Work to complete ▸ Rewrite every row below, swapping "Query" for "Label" and keeping everything else the same. Leave the pictures out of your answer.

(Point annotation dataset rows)
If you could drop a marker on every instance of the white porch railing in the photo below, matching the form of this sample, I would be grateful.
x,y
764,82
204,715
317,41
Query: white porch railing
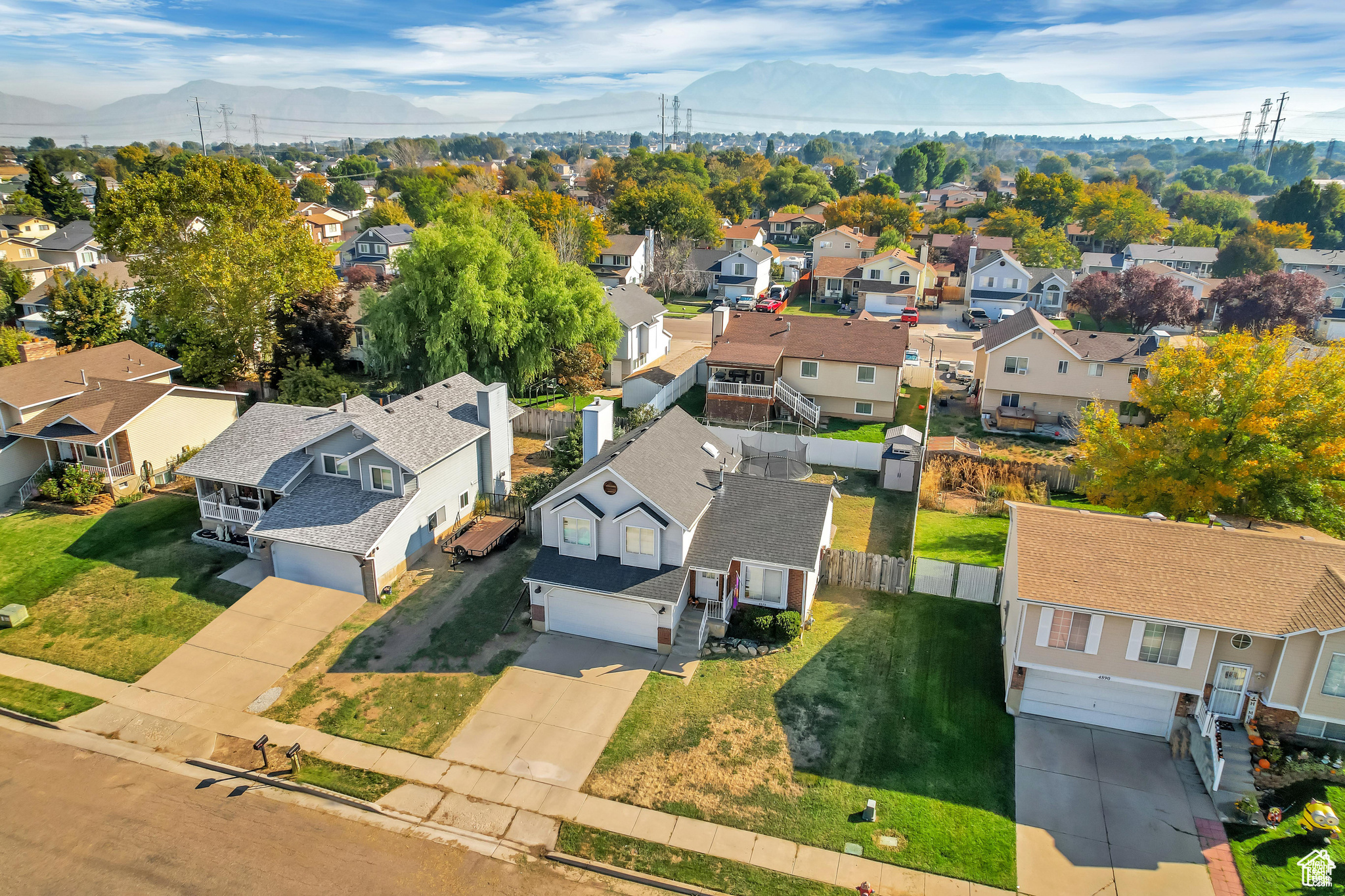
x,y
215,508
801,403
741,390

The answer ▸
If you could drop a marker on every instance of the white porch railing in the photo below, matching the form of this sample, I would be grateful.
x,y
764,82
204,715
317,41
Label: white porch railing
x,y
215,508
801,403
741,390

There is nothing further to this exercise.